Work to complete:
Find where "target | palm tree" appears in the entries below. That line and all lines after it, through the last, are to be duplicated exactly, with nothing else.

** Opening Input for this task block **

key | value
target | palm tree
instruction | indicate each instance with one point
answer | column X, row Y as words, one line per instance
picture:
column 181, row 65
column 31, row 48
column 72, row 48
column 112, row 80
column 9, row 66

** Closing Input for this task block **

Solved exercise:
target | palm tree
instruction | indicate each instance with one point
answer | column X, row Y as words, one line per instance
picture:
column 181, row 65
column 31, row 48
column 72, row 48
column 112, row 80
column 9, row 66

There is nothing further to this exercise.